▶ _EXERCISE_: Rescale the part of the material that opens with the line containing "Category: paved street" and runs through the end of the material. Reproduce only those lines in full, requests included, and multiply each point coordinate in the answers by 2.55, rounding to whole numbers with halves rounded up.

⟨

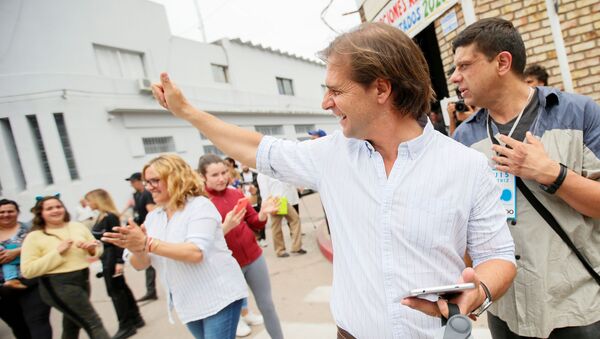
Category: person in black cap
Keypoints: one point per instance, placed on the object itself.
(143, 203)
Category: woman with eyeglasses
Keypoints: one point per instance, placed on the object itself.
(124, 303)
(183, 239)
(58, 250)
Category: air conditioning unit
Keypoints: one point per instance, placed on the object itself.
(145, 85)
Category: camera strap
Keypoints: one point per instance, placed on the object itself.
(487, 121)
(549, 218)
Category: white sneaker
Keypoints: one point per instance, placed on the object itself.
(253, 319)
(243, 329)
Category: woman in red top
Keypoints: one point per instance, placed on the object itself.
(240, 238)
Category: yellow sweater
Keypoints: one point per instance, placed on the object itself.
(39, 255)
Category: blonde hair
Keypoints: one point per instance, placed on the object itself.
(102, 200)
(181, 180)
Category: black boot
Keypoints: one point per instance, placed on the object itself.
(126, 332)
(147, 297)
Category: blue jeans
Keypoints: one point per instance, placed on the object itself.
(218, 326)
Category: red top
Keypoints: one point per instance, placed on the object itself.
(240, 240)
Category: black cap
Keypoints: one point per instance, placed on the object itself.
(135, 176)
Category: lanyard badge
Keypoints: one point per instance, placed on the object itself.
(508, 185)
(507, 181)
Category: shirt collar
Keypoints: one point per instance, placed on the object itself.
(412, 148)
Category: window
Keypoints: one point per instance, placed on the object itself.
(66, 143)
(119, 63)
(212, 149)
(270, 130)
(13, 154)
(41, 149)
(303, 129)
(285, 86)
(158, 145)
(219, 73)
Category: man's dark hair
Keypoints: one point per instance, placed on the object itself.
(538, 72)
(378, 50)
(10, 202)
(492, 36)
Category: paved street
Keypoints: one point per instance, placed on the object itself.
(301, 287)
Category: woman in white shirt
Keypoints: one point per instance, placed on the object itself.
(184, 241)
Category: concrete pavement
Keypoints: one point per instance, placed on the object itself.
(300, 286)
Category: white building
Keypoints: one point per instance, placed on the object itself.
(76, 112)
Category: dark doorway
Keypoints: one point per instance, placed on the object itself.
(427, 40)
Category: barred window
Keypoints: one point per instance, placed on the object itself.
(13, 153)
(303, 129)
(154, 145)
(285, 86)
(40, 148)
(270, 129)
(66, 144)
(212, 149)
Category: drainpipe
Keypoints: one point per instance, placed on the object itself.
(559, 43)
(468, 11)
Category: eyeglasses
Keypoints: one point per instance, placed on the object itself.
(151, 182)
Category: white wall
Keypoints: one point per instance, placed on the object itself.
(48, 65)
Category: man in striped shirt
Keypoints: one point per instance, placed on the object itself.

⟩

▶ _RESPONSE FOR THIS EXERCISE_:
Category: paved street
Keypoints: one point per instance, placed on the object itself.
(768, 732)
Category: woman in white shirt
Keypoints: one point per instance, placed on the object itself.
(469, 615)
Category: concrete pavement
Keypoints: one point per instance, placed on the object itself.
(765, 729)
Category: white building
Keypoints: one point per instance, placed on the object itself.
(194, 286)
Category: dark doorway
Keypoints: one point per instance, placed on the object itself.
(1089, 102)
Category: barred window
Keypoints: one point per instance, placed on the object itself.
(33, 390)
(773, 329)
(393, 370)
(727, 219)
(102, 377)
(689, 329)
(168, 367)
(541, 380)
Category: drainpipe
Keypoints: one point per instance, placed on the object itself.
(1425, 110)
(1193, 28)
Category: eyeglasses
Keypoints: one point per instance, placed on the object itself.
(385, 464)
Category: white wall
Keypoints: one point per instance, placed on the object itself.
(122, 166)
Category: man in striped shirt
Keypoints: one point per instance, placed on the object itself.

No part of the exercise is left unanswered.